> [課題] 本文の「痛みを伴わず、徐々に進行する」から「る、20本に達していません」」までを、一字一句変えずに書き写してください。

> [本文]

島津氏「歯垢(しこう)には約1ミリグラム中に1億〜10億個の細菌がいるといわれますが、磨き残した細菌が歯ぐきに炎症を起こし、放置すると出血や膿が生じます。この状態が進行すると骨が溶け、歯が抜け落ちてしまう。これが歯周病の原因です。日本では40代以上の半数が歯周病に罹患しているといわれており、年々増加傾向にあるといわれています」

痛みを伴わず、徐々に進行する歯周病は、早期の発見が重要になる。しかしそれを困難にしているのが、日本人の通院における習慣だ。

島津氏「歯科医院に年2回行く日本人は非常に少なく、『何か問題が起こったときだけ行く』という方が多いようです。一方の海外では歯の健康に力を入れ、定期検診が定着している国がありますが、スウェーデンでは80代の残存歯が平均21本程度という高い数値を記録しています。日本は13本ですが、しっかりとものを食べられる基準となる、20本に達していません」

> [提供データ]
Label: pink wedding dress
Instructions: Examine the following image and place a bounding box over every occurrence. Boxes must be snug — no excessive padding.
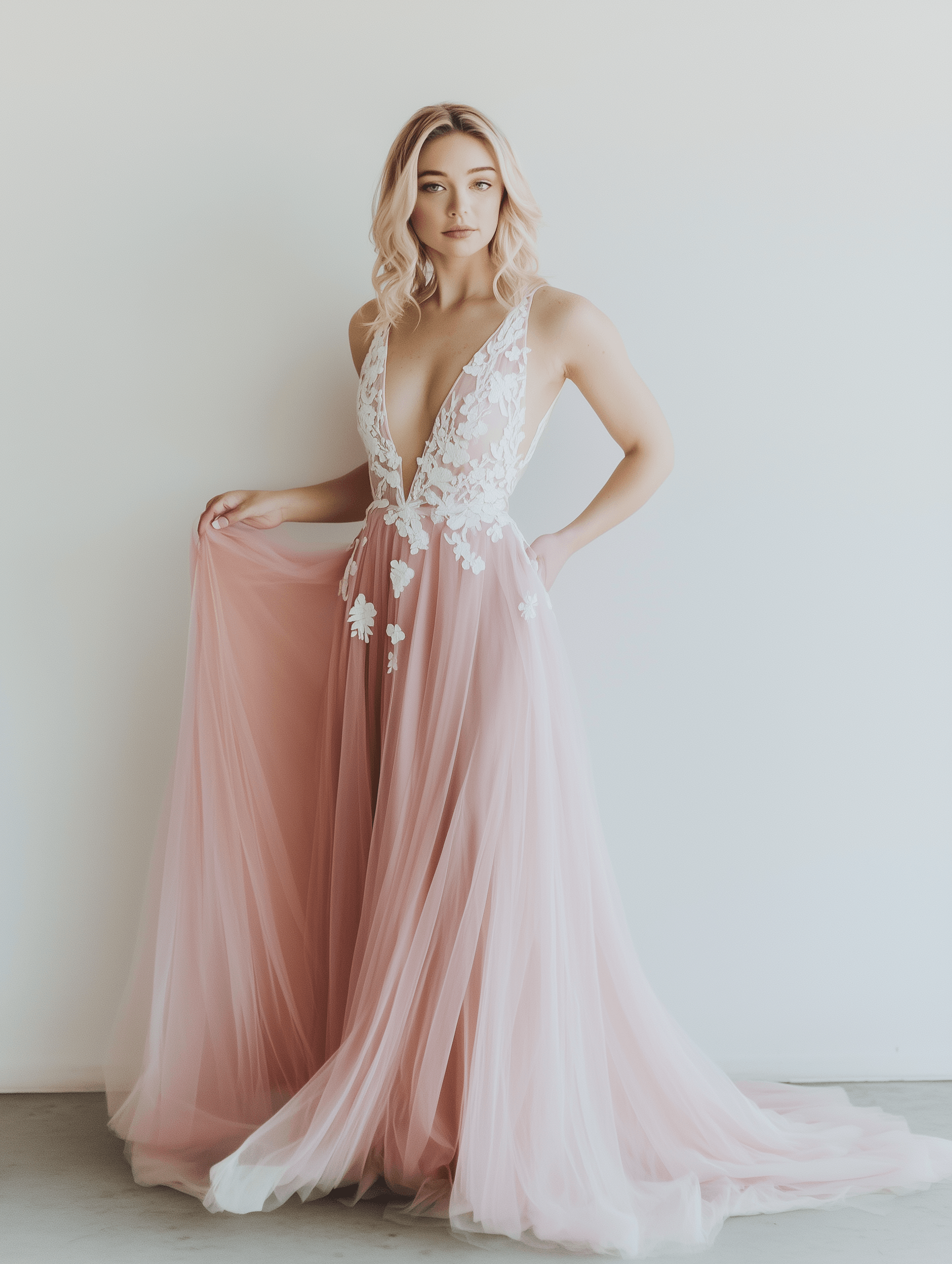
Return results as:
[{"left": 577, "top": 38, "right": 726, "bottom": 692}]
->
[{"left": 108, "top": 294, "right": 952, "bottom": 1256}]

> [解答欄]
痛みを伴わず、徐々に進行する歯周病は、早期の発見が重要になる。しかしそれを困難にしているのが、日本人の通院における習慣だ。

島津氏「歯科医院に年2回行く日本人は非常に少なく、『何か問題が起こったときだけ行く』という方が多いようです。一方の海外では歯の健康に力を入れ、定期検診が定着している国がありますが、スウェーデンでは80代の残存歯が平均21本程度という高い数値を記録しています。日本は13本ですが、しっかりとものを食べられる基準となる、20本に達していません」